[Collection entries]
^^^^^^^^^^^^^^^^
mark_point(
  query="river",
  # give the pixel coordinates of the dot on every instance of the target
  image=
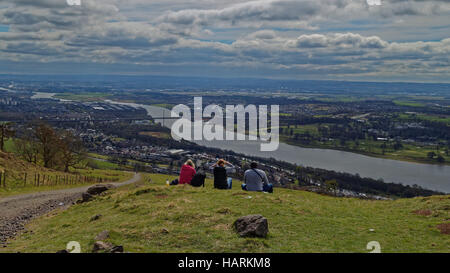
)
(435, 177)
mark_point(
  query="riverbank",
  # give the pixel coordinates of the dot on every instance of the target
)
(397, 157)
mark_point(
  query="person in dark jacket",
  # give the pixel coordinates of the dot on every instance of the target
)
(221, 179)
(187, 172)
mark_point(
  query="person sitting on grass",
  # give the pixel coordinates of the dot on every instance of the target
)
(187, 172)
(256, 180)
(221, 179)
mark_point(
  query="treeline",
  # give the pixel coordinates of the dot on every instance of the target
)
(346, 181)
(56, 149)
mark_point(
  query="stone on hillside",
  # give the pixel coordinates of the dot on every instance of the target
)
(117, 249)
(102, 236)
(102, 246)
(86, 197)
(95, 217)
(97, 189)
(251, 226)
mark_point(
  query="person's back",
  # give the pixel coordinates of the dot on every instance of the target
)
(220, 177)
(187, 172)
(255, 179)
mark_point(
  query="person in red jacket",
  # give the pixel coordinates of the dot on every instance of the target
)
(187, 172)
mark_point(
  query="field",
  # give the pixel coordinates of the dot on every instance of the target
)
(24, 177)
(409, 152)
(151, 217)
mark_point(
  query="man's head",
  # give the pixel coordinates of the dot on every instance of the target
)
(221, 162)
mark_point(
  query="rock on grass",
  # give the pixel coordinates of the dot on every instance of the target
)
(252, 226)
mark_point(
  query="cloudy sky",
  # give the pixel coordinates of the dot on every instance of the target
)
(401, 40)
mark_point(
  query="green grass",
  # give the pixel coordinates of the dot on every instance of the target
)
(152, 217)
(18, 170)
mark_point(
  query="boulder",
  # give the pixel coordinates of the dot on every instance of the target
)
(86, 197)
(97, 189)
(102, 246)
(251, 226)
(102, 236)
(95, 217)
(117, 249)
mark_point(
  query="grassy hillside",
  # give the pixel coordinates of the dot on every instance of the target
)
(18, 170)
(151, 217)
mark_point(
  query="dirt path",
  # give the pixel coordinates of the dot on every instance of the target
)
(16, 211)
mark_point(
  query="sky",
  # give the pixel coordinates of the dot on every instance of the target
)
(399, 40)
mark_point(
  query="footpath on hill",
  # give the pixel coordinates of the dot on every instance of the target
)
(17, 210)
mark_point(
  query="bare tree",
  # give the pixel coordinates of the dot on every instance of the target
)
(71, 150)
(27, 147)
(48, 143)
(5, 133)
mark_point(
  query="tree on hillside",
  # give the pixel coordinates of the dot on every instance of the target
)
(27, 147)
(48, 143)
(5, 133)
(71, 150)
^^^^^^^^^^^^^^^^
● Exercise prompt:
The records above should be reproduced exactly, with no pictures included.

● Answer for this exercise:
mark_point(
  query="river",
  # give the pixel coordinates of the dot on every instance of the target
  image=
)
(435, 177)
mark_point(
  query="riverbank",
  # give the pixel coordinates of the dot on every instance of the target
)
(397, 157)
mark_point(
  query="person in dark jacket",
  # give the pixel coordinates of the dot on every instance of the target
)
(221, 179)
(187, 172)
mark_point(
  query="person sitting on grass",
  # give the pixel coordinates of the dot on every instance of the target
)
(187, 172)
(256, 180)
(221, 179)
mark_point(
  query="treeline",
  # give the pixel coordinates of the dot on every instance of the target
)
(346, 181)
(56, 149)
mark_point(
  query="stone on hillside",
  # give the pixel coordinates of the dot on every instance of the target
)
(117, 249)
(102, 236)
(102, 246)
(86, 197)
(95, 217)
(97, 189)
(251, 226)
mark_point(
  query="person's back",
  # give the pixel coordinates of the dot on every instance of the target
)
(220, 177)
(187, 172)
(255, 179)
mark_point(
  query="person in red jacket",
  # give the pixel coordinates of the dot on every instance of the target
)
(187, 172)
mark_point(
  query="field",
  # give the pixel coordinates of the dot on every instance of the target
)
(24, 177)
(409, 152)
(151, 217)
mark_point(
  query="man's head",
  # give the pixel coordinates of the dot on every instance of the target
)
(221, 162)
mark_point(
  query="rock on grass",
  # give the pixel coordinates of the dot on every instance of the target
)
(252, 226)
mark_point(
  query="cloudy sky",
  # give the pixel coordinates of the dot on every instance of the target
)
(401, 40)
mark_point(
  query="green grass",
  # give the pixel coordinates of the dot on every instance of the target
)
(152, 217)
(18, 170)
mark_point(
  query="boulder",
  # give the pixel coordinates of the dot on every instance of the target
)
(86, 197)
(97, 189)
(102, 246)
(251, 226)
(102, 236)
(95, 217)
(117, 249)
mark_point(
  query="grassy hillside",
  # give the pixel coordinates of the dot on every instance of the target
)
(18, 170)
(151, 217)
mark_point(
  query="dirt path",
  # give the pixel coordinates of the dot on every instance of the target
)
(16, 211)
mark_point(
  query="sky",
  # give the pixel coordinates of the dot on every instance of the target
)
(399, 40)
mark_point(
  query="footpath on hill",
  # give the pixel coordinates of the dot on every instance of the target
)
(17, 210)
mark_point(
  query="bare tree",
  # give the pixel coordinates of the dot on every instance of the target
)
(71, 150)
(27, 147)
(48, 143)
(5, 133)
mark_point(
  query="tree on hillside",
  # give the pixel coordinates of the dot on every instance of the target
)
(27, 147)
(48, 143)
(5, 133)
(71, 150)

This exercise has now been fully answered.